● **Task objective**:
Please carry on the forum thread about Varda earning her BH, picking up right after its final line.

*** Given passage ***

# New BH



## lhczth (Apr 5, 2000)

Varda and her handler Donna received their BH today under USA judge Craig Groh. They also received the High Performance in a BH. They did an excellent job especially considering that Varda is not yet 16 months. I am a very proud grandma. Varda is from my C litter.


----------



## GSDBESTK9 (Mar 26, 2002)

AWESOME!!!!! Congratulations!!!!


----------



## Lynn_P (Mar 17, 2004)

Congratulations... that's awesome!!! You should be very proud!!!


----------



## Vertigo75 (Jul 11, 2006)

Congratulations!


----------



## Barb E (Jun 6, 2004)

to all!!


----------



## Deejays_Owner (Oct 5, 2005)

to all!!!


----------



## angelaw (Dec 14, 2001)

awesome job!


----------



## Smithie86 (Jan 9, 2001)

CONGRATS!!!!!


----------



## lhczth (Apr 5, 2000)

*** Stored rows ***

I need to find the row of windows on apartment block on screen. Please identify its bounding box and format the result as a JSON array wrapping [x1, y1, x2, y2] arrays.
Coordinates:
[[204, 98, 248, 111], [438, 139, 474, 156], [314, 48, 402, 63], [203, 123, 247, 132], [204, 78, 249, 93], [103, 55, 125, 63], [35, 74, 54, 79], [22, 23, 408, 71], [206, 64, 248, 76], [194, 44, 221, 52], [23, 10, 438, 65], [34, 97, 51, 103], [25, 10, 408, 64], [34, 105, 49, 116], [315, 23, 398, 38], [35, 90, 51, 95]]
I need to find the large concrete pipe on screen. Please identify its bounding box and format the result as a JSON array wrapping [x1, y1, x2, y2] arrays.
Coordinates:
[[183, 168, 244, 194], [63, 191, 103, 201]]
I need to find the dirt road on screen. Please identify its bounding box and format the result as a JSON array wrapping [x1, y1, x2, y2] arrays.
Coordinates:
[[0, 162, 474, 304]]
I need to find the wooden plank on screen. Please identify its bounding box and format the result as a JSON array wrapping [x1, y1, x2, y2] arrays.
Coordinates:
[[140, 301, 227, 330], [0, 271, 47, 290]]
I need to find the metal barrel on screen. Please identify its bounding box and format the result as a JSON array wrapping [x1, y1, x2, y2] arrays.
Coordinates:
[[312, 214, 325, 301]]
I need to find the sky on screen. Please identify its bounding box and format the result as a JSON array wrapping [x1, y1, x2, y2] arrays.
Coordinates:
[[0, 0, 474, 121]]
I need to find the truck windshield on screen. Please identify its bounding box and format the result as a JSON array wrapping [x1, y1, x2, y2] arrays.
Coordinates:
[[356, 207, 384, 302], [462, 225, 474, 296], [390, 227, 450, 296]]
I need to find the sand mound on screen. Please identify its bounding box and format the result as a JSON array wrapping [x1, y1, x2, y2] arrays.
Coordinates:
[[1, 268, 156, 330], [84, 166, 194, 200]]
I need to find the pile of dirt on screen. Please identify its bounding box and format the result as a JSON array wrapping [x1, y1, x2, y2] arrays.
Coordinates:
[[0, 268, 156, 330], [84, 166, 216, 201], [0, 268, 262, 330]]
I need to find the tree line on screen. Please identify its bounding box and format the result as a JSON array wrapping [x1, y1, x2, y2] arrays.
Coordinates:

***

● **Task answer**:
Thank you. It is really rewarding watching club members, grandpups and friends do well at a trial.


----------



## TRITON (May 10, 2005)

Congrats!


----------



## mnm (Jan 9, 2006)

Way to go!!


----------



## wolfstraum (May 2, 2003)

Congratulations Lisa! and to Donna and Varda









Lee


----------



## Branca's Mom (Mar 26, 2003)

Very nice! Big Congrats!


----------



## lhczth (Apr 5, 2000)

A couple of photos.


----------



## GSDBESTK9 (Mar 26, 2002)

Very nice!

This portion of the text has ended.